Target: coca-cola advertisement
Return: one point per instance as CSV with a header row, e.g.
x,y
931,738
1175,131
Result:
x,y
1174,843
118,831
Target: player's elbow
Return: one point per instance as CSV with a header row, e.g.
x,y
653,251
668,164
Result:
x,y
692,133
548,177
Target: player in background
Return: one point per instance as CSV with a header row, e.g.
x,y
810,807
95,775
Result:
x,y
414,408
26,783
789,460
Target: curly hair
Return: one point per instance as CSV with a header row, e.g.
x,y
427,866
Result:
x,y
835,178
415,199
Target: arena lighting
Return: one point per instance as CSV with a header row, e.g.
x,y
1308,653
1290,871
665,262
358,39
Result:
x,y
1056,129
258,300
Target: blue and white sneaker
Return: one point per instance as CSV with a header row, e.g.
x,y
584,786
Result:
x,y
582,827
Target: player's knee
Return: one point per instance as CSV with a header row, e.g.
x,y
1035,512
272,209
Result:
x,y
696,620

------------------------------------------------------------

# Aim of the task
What do the records say? Quote them all exactly.

# Solution to the problem
Target: coca-cola advertisement
Return: one point per instance as CSV with a header row, e.g.
x,y
931,738
1175,131
Result:
x,y
1174,843
118,831
Target: player's elbow
Return: one point per instance as CSV with a header row, e.g.
x,y
653,251
668,164
Result:
x,y
692,133
548,177
Target: player in background
Return: one point per instance as CSV with a header row, e.g.
x,y
810,807
95,775
Result:
x,y
414,408
26,783
789,460
Target: curly hair
Return: one point per instance as CSV with a header row, e.g.
x,y
427,866
Result:
x,y
835,178
415,199
Target: arena lighting
Return: one point per instance as CSV with a header row, e.g.
x,y
1308,653
1290,871
665,262
358,39
Result:
x,y
1056,129
258,300
Target: blue and white sneaker
Return: one point per instance as CSV with a header row, e.g.
x,y
584,786
Result:
x,y
582,827
Target: player's knee
Return: one point per instance as CSV with a header row, e.g.
x,y
1035,512
272,209
Result:
x,y
696,620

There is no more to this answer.